■ Excerpted text:

(photo credit: )
The Council for Higher Education decided on Tuesday night to allow the establishment of a fifth public medical faculty - in the Galilee - to address a shortage of physicians expected in less than a decade.
The move aroused the ire of the existing medical schools.
The council accepted in full the recommendations of 11 members of the 12-strong Halevy Committee, which issued its report a few months ago. The panel was headed by Prof. Jonathan Halevy, director-general of Jerusalem's Shaare Zedek Medical Center, who has long favored the opening of an additional medical faculty.
The only member who opposed the proposal was Gabi Bin-Nun, the Health Ministry's deputy director-general for economics.
Building a medical school in the Galilee has been a pet project of President Shimon Peres, until recently minister for the development of the Galilee and the Negev. In recent years he has advocated such a step in numerous speeches.
The council said that a total of 600 new doctors could be produced per year, with the opening of a faculty in the Galilee, a moderate expansion of existing medical schools and the continuation of training programs for doctors from abroad.

Object descriptions in free text:

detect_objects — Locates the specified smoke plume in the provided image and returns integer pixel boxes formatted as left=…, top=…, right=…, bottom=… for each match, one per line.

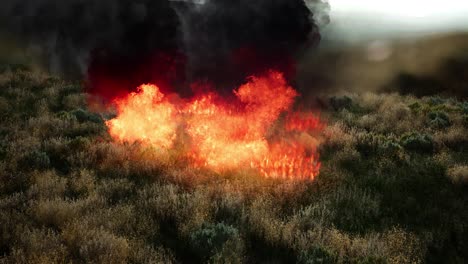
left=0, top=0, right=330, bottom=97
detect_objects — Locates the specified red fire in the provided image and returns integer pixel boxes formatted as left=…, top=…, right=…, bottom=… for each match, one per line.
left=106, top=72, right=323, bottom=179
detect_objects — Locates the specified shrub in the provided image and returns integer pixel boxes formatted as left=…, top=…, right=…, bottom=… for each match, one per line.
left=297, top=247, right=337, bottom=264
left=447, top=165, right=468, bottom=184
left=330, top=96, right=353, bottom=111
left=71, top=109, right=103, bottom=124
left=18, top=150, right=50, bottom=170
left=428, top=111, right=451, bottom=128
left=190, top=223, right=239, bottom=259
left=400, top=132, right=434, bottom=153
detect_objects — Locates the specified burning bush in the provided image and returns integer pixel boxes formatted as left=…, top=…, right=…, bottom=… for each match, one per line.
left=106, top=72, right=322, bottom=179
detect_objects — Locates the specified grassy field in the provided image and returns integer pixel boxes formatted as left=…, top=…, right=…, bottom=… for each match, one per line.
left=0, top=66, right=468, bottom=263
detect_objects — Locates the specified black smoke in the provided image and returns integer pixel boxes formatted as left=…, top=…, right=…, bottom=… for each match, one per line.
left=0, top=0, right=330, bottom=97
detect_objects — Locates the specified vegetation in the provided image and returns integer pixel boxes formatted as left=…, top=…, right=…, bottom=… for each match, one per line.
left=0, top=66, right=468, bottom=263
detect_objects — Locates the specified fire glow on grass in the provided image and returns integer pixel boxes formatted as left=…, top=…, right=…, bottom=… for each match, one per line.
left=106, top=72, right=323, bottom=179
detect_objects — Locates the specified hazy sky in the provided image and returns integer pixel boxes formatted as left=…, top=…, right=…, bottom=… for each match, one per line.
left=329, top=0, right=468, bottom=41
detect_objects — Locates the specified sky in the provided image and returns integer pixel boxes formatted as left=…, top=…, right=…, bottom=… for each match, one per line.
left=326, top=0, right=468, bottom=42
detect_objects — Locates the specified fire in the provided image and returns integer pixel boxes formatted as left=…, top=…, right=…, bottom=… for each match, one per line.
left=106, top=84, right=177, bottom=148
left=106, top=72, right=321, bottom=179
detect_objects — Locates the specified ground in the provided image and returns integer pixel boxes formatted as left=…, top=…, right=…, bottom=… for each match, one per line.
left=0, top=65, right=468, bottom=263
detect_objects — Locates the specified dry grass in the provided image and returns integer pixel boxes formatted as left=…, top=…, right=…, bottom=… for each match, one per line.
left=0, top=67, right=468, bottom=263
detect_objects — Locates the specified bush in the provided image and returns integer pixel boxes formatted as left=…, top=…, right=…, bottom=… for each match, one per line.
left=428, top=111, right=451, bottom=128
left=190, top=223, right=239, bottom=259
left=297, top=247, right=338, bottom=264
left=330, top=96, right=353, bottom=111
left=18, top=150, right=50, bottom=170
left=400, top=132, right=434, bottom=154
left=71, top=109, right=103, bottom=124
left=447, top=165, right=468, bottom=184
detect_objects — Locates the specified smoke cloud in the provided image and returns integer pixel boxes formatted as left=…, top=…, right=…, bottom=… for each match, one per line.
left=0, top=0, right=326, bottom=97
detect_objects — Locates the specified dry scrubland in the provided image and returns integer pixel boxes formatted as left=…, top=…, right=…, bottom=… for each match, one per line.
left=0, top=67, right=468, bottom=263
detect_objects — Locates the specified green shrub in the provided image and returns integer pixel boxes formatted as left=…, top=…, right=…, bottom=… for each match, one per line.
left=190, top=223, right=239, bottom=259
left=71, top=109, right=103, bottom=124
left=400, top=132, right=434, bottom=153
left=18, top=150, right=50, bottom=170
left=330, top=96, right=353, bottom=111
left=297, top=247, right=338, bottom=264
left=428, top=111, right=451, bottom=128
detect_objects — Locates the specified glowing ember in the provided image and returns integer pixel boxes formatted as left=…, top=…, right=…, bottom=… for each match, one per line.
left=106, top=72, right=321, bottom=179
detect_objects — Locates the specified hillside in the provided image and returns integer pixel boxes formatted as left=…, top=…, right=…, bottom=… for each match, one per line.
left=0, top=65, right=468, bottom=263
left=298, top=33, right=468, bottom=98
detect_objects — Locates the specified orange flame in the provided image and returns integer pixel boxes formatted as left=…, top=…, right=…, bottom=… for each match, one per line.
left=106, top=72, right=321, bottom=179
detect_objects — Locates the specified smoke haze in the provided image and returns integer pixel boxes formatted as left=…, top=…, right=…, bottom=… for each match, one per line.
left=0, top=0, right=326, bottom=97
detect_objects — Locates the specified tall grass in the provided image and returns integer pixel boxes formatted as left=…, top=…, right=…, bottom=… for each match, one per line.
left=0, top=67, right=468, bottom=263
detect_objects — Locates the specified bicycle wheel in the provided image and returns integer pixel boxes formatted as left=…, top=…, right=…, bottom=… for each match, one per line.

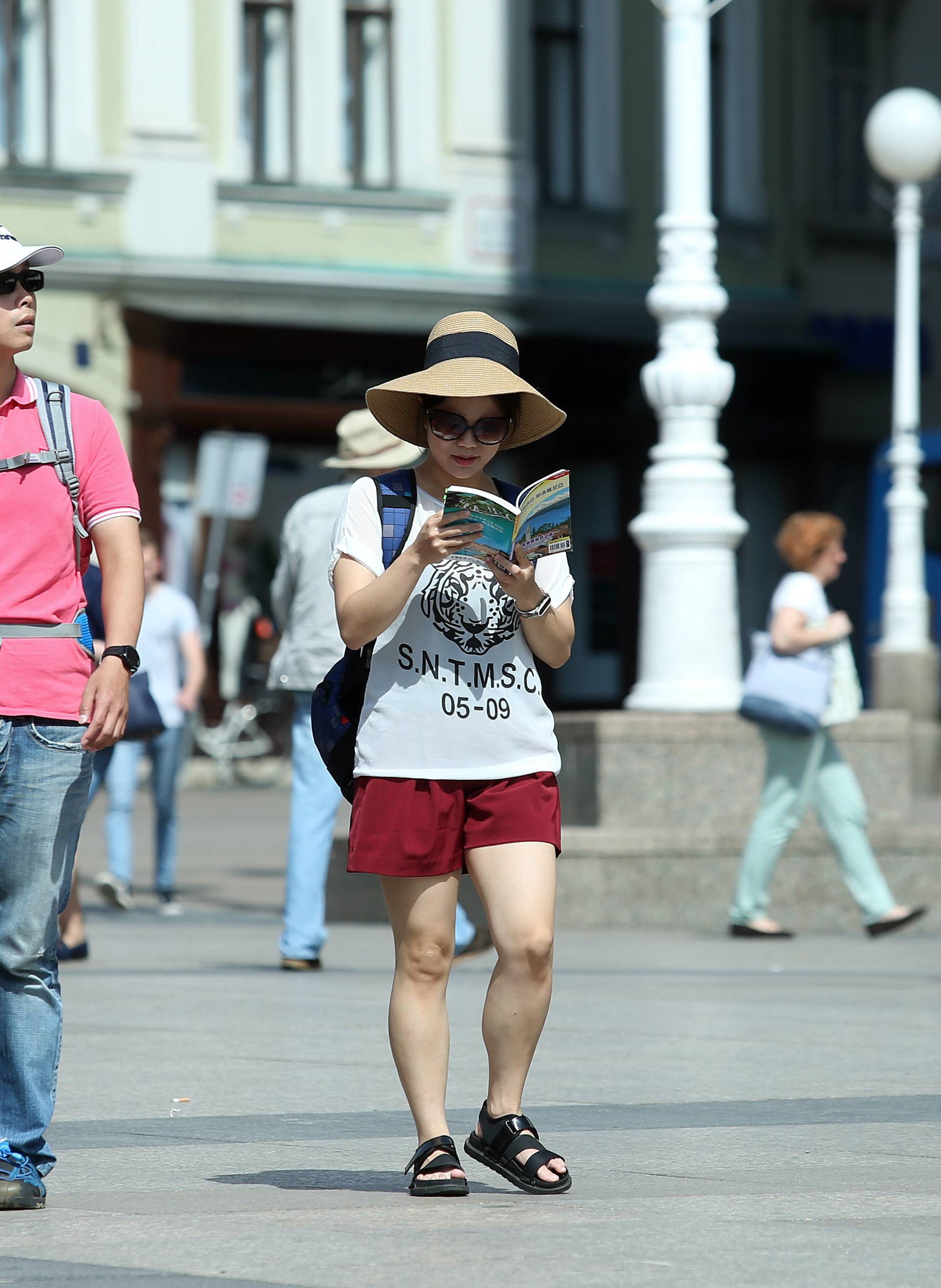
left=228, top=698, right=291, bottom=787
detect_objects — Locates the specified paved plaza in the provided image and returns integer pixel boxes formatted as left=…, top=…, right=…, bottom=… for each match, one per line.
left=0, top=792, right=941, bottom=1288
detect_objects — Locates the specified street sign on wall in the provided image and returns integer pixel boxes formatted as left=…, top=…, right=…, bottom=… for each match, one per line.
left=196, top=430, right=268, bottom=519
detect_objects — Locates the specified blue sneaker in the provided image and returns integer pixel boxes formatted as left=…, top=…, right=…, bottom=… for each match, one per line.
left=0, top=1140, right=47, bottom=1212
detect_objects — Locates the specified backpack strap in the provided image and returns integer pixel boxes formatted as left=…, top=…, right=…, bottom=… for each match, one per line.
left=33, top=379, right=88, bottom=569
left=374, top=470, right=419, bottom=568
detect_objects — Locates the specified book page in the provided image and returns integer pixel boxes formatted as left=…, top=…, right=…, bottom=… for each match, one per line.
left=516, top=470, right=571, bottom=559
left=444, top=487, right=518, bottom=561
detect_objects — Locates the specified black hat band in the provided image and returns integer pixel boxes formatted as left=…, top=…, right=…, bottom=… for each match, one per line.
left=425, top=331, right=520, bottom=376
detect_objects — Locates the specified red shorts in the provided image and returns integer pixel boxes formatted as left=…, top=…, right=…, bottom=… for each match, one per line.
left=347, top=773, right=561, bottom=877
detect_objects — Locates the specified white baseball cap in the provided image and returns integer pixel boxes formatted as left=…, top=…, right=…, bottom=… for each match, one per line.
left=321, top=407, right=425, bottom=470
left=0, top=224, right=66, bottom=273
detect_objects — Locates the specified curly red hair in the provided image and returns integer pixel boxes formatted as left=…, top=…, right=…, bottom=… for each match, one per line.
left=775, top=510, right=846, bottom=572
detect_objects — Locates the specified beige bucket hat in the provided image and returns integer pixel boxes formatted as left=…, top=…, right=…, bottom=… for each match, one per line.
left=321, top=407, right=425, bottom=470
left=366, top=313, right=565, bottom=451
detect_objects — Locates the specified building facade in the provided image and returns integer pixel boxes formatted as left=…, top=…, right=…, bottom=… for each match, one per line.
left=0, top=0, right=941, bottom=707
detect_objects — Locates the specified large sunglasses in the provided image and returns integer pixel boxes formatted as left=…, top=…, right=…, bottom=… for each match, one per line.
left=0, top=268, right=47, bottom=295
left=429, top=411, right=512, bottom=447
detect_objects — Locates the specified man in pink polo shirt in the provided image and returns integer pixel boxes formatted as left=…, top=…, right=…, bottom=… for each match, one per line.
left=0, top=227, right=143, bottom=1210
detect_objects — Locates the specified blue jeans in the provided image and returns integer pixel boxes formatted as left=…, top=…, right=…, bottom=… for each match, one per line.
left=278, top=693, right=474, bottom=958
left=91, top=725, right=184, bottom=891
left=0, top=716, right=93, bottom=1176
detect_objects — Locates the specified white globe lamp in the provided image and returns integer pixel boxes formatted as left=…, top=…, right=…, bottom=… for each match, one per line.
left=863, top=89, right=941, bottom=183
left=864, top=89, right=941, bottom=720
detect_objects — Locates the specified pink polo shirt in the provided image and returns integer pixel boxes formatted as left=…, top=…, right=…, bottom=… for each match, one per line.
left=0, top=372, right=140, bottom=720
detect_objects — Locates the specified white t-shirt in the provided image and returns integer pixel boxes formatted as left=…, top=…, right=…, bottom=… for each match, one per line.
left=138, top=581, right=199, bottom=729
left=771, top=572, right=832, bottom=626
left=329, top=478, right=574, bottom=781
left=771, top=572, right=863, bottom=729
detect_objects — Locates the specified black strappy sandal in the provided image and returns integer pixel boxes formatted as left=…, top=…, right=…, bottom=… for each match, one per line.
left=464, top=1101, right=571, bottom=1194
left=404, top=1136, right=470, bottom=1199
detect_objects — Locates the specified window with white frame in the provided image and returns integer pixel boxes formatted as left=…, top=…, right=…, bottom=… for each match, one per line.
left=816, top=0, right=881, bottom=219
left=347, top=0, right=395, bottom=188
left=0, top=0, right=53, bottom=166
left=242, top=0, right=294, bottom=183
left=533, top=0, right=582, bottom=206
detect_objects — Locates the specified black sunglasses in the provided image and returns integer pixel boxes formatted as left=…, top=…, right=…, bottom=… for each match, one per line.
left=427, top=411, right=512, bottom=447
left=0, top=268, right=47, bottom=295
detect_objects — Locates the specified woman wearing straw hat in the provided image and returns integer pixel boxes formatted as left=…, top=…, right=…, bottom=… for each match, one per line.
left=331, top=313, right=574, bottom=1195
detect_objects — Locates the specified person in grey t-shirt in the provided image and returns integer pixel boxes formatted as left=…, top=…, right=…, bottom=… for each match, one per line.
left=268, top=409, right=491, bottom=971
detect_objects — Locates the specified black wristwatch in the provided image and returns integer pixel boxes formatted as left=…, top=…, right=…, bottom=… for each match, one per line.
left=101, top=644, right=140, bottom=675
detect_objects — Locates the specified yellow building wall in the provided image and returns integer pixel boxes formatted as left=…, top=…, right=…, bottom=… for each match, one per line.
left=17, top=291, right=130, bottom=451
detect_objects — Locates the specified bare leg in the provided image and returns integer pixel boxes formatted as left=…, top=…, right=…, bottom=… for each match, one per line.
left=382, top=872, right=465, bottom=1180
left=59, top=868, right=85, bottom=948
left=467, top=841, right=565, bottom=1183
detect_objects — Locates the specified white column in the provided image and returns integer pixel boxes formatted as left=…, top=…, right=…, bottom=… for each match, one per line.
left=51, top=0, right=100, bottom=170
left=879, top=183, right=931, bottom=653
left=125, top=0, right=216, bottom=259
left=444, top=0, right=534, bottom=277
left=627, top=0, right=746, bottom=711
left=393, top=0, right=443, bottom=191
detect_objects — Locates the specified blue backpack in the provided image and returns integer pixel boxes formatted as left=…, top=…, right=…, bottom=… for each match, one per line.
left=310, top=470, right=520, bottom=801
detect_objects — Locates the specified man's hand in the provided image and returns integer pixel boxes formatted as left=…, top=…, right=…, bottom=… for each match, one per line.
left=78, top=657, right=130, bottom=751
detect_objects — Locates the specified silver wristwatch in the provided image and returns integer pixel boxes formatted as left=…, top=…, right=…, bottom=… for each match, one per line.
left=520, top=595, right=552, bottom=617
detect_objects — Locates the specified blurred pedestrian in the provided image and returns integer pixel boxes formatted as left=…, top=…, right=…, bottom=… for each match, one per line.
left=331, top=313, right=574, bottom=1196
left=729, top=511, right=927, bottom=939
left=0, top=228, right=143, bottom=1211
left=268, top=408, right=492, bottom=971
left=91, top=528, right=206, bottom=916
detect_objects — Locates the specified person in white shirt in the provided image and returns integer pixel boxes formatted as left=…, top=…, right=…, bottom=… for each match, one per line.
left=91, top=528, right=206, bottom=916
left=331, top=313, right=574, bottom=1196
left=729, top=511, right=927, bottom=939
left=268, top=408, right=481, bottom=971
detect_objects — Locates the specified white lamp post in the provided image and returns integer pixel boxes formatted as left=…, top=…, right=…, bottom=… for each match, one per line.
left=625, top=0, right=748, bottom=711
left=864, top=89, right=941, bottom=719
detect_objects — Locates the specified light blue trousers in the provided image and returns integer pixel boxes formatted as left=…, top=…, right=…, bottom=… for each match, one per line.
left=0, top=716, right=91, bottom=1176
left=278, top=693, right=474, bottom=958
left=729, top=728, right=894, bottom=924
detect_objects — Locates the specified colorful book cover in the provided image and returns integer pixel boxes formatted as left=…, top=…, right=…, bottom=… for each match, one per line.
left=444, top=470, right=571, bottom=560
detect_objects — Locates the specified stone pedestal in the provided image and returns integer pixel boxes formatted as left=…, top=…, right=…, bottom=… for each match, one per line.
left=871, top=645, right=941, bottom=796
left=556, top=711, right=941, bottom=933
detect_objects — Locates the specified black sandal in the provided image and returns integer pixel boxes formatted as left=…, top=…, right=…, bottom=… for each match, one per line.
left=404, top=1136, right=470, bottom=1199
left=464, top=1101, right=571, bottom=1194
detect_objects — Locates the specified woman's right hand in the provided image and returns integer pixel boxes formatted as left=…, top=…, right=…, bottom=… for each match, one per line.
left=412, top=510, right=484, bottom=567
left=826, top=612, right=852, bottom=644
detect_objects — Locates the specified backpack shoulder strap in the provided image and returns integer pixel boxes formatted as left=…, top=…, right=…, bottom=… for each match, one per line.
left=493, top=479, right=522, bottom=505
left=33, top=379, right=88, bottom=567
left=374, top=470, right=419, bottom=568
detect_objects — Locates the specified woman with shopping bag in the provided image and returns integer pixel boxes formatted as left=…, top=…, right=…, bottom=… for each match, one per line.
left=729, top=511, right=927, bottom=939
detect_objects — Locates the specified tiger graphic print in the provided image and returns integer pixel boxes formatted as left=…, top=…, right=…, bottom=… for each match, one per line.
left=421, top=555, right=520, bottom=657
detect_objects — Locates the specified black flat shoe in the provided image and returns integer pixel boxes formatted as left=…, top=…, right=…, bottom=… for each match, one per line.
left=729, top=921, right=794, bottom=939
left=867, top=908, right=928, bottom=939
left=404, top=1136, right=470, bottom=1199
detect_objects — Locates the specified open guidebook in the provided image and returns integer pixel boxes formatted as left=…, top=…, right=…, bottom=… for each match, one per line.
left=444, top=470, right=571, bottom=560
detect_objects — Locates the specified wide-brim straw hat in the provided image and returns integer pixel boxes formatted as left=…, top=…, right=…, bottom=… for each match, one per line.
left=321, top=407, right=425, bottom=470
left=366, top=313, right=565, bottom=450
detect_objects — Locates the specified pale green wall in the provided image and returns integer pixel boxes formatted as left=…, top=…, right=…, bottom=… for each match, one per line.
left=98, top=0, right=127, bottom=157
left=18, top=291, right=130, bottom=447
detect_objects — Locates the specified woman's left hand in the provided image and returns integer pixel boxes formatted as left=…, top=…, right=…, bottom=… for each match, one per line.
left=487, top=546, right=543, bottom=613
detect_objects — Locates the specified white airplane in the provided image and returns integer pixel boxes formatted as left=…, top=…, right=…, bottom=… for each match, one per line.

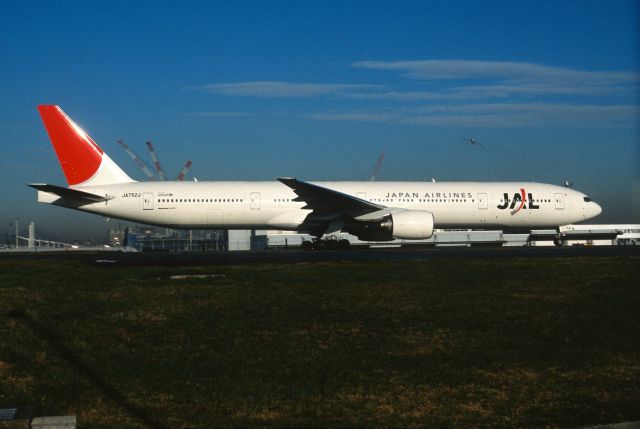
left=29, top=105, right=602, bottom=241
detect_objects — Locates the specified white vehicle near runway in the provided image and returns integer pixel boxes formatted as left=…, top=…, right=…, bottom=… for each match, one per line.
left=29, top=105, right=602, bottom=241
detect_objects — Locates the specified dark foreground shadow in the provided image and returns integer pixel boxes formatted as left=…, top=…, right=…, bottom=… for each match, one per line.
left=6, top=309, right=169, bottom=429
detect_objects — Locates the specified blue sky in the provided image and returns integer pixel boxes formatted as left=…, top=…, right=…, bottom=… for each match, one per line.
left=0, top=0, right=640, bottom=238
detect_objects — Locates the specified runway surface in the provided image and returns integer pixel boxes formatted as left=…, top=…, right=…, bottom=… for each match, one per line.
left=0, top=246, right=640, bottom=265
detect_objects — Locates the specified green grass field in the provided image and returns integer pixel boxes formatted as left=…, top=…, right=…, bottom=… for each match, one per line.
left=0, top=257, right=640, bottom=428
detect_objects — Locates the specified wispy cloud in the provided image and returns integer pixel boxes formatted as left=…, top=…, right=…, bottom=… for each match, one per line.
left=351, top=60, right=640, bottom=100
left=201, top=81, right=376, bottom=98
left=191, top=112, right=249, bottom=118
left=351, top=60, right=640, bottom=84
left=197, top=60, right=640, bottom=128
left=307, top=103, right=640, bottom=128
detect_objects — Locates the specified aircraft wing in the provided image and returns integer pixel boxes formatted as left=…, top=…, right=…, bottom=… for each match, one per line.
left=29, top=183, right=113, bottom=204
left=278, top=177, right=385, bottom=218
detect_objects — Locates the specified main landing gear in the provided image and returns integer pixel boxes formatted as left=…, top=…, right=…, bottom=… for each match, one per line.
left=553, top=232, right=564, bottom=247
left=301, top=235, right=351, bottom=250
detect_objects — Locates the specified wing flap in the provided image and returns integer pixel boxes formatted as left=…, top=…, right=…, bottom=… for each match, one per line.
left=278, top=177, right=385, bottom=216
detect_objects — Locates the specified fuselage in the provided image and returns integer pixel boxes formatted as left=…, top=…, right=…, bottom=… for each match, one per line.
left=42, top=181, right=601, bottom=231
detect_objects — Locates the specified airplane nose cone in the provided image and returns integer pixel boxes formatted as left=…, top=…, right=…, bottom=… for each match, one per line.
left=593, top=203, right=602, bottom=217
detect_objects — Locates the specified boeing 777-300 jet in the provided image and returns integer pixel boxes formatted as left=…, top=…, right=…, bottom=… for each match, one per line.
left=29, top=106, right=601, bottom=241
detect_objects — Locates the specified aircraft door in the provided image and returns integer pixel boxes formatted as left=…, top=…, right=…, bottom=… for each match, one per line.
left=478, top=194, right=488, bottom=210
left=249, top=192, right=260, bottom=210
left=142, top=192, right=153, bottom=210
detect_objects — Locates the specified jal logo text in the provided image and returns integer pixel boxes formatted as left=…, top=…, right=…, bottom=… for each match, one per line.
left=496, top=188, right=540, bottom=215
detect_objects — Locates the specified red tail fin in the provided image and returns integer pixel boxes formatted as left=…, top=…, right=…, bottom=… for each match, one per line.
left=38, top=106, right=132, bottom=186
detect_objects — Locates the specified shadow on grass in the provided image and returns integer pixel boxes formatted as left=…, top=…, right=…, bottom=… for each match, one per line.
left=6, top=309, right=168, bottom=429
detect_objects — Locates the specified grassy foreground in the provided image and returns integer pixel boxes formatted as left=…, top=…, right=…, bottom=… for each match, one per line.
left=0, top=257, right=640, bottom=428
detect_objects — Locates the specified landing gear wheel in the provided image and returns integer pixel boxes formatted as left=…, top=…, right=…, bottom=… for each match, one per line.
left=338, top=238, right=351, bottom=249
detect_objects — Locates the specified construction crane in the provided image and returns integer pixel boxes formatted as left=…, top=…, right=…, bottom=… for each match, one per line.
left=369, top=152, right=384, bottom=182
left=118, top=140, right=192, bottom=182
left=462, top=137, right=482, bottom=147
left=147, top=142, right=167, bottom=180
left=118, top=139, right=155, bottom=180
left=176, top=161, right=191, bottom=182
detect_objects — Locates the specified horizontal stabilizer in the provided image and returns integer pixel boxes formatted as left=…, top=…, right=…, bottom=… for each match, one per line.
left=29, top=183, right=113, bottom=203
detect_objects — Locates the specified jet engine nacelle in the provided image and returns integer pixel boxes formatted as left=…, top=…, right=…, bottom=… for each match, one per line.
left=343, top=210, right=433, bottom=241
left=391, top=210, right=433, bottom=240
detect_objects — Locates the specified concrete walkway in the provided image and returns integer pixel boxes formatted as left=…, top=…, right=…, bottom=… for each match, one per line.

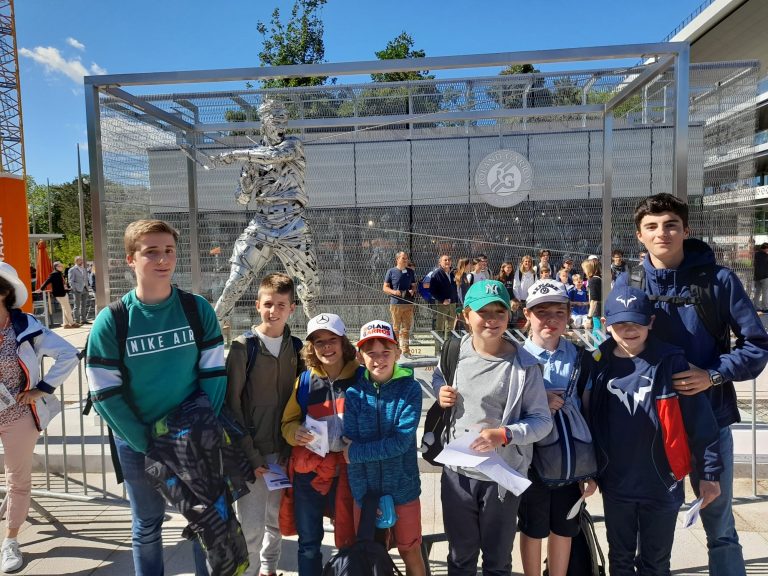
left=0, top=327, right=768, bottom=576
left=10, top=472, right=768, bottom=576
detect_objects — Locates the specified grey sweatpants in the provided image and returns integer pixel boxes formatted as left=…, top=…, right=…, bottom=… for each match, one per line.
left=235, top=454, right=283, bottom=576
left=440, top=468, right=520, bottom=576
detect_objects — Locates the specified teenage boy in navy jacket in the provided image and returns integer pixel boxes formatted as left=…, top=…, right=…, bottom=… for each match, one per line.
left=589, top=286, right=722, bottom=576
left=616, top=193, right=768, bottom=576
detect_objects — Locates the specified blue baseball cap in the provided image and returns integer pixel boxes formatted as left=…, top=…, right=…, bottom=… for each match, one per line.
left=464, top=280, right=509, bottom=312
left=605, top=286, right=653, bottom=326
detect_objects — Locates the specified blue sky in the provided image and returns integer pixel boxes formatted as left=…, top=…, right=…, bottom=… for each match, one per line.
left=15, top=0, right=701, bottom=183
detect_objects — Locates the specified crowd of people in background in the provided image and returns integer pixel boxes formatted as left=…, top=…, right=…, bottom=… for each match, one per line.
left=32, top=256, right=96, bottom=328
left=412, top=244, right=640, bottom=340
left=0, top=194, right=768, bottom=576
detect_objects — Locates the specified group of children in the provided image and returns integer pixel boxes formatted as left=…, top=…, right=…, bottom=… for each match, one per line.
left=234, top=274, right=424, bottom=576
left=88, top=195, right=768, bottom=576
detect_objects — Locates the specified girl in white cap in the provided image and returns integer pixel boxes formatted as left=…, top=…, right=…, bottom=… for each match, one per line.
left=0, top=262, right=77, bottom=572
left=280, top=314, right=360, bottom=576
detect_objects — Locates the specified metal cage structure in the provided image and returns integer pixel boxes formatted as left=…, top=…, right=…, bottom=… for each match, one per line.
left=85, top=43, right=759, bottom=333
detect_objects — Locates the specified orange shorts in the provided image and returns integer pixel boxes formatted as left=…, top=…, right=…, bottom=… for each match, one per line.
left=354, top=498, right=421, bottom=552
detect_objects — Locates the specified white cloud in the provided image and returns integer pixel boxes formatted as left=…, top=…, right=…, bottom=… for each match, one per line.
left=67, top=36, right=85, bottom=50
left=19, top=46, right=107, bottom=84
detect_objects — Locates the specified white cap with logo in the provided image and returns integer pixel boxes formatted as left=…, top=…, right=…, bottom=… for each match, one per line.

■ How to complete this task:
Continue the news report on the planned Galilee medical faculty from the point where it stops. You can set the entries aside, since nothing here depends on them.

■ Exercise response:
Education Minister Yuli Tamir, who is also the council's chairwoman, and other council members will soon set down the procedures for choosing a university that will establish the new medical school. The only universities that are "unattached" - meaning that they have no affiliated medical faculty - are the Weizmann Institute of Science in Rehovot, Bar-Ilan University in Ramat Gan and the University of Haifa.
Tamir said after the announcement that the decision "was of national importance both because a new school would be set up in the Galilee and because it restores the planning of higher education to the council."
Prof. Shaul Sofer, dean of the Faculty of Health Sciences at Ben-Gurion University of the Negev in Beersheba, under whose aegis the BGU's medical school operates, told The Jerusalem Post that the decision was "a terrible mistake."
Speaking by phone from abroad, he said he was "very surprised. There is none of the necessary infrastructure for teaching medical students in the Galilee."
Sofer, a pediatrician, conceded that every time another medical faculty has been opened, the existing ones voiced strong opposition.
"It was so when Tel Aviv University opened its school; the Hebrew University opposed it. When we opened in Beersheba, Tel Aviv and the HU opposed it. And when the Technion in Haifa opened, all protested.
"I want to be fair: Sometimes we don't see things right at a certain moment. But I can be more objective than those in Tel Aviv and Haifa, as they can be hurt by a new medical school, since hospitals they are affiliated with would switch affiliation to the Galilee school. We are alone in the Negev and have no vested interest," he said.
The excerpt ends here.